#### Task to carry out:
Pick each line that has "trousers" out of the records.
The data below:
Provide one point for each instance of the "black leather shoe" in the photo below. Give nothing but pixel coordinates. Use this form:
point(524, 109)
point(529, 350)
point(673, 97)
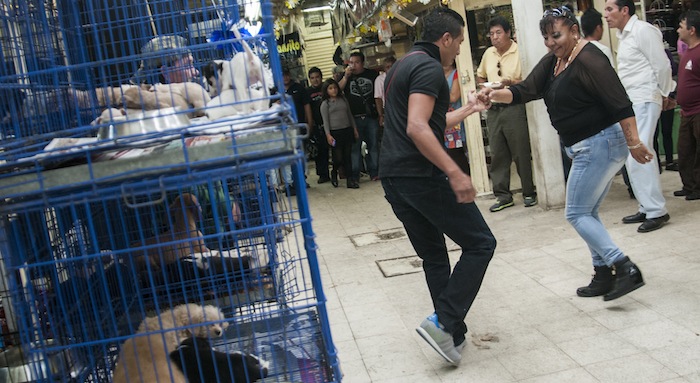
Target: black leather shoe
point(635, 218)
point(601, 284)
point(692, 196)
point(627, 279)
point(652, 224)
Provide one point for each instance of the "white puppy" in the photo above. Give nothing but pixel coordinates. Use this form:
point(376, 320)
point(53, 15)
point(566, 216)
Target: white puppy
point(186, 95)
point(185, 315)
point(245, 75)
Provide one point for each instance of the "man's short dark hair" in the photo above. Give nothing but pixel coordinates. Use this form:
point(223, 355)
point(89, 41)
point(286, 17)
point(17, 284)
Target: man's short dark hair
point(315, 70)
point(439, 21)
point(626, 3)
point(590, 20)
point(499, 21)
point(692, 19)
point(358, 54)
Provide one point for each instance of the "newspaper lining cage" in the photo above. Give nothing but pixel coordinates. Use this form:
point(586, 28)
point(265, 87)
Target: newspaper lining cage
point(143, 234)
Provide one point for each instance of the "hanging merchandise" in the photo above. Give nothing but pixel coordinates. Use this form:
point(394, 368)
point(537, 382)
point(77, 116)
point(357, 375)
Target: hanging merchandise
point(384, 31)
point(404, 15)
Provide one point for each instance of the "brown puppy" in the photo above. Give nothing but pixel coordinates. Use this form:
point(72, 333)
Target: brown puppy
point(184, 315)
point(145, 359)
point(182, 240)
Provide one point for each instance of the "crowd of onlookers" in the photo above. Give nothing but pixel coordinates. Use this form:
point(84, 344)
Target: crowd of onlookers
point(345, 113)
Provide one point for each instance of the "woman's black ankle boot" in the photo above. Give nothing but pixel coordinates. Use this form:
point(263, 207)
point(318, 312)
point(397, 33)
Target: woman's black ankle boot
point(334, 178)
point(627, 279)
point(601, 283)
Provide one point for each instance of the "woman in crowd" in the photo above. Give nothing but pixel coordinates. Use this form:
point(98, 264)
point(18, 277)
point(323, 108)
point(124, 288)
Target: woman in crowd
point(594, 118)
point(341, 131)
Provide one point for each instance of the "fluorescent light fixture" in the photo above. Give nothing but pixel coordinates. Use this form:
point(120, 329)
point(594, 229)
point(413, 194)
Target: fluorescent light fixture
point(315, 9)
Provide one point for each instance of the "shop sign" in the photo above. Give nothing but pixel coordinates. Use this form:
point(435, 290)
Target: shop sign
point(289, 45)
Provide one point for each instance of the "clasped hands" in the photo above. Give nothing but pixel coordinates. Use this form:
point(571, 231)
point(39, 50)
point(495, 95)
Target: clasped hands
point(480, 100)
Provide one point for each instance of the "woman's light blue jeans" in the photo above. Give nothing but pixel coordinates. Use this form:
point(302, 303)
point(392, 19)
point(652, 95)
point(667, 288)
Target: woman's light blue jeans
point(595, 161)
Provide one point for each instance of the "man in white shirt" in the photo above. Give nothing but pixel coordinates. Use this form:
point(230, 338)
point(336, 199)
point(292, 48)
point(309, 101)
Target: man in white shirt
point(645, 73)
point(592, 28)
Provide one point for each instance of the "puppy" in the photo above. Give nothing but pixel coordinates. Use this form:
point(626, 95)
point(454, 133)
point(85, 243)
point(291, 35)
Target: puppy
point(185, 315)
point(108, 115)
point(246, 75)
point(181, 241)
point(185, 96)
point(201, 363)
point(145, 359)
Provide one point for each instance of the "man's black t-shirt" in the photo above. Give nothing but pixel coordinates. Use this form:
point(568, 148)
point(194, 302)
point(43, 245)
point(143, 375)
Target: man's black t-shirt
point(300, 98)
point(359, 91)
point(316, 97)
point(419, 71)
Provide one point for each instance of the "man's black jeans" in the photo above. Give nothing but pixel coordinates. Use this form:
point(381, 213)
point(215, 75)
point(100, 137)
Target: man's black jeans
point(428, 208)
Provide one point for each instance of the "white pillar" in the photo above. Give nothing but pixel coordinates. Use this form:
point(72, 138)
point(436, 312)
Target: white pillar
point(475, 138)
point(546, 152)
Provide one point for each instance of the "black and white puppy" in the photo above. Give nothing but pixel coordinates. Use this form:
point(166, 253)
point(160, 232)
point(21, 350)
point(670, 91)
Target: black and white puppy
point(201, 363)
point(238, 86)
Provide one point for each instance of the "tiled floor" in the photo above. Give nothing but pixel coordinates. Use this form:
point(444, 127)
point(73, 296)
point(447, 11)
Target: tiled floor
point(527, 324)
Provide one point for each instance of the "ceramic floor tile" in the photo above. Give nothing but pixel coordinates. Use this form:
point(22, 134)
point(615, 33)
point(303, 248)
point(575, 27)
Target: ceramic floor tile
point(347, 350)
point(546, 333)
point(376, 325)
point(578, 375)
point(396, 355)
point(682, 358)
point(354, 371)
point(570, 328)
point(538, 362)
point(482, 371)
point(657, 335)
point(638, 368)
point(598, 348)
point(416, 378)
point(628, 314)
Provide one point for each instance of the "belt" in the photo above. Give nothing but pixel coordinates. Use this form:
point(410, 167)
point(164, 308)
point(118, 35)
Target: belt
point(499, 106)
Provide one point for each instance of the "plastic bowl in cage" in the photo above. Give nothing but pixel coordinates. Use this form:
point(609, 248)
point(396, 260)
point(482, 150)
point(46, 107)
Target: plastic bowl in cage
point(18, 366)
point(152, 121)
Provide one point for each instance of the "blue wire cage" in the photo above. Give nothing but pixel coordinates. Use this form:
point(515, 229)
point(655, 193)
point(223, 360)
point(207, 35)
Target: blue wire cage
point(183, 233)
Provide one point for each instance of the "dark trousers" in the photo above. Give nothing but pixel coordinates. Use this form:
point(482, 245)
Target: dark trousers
End of The data.
#### Response:
Provide one point for each instance of the "dark trousers" in the photo above. Give nothing but pixel coordinates. Use this form:
Target: dark trousers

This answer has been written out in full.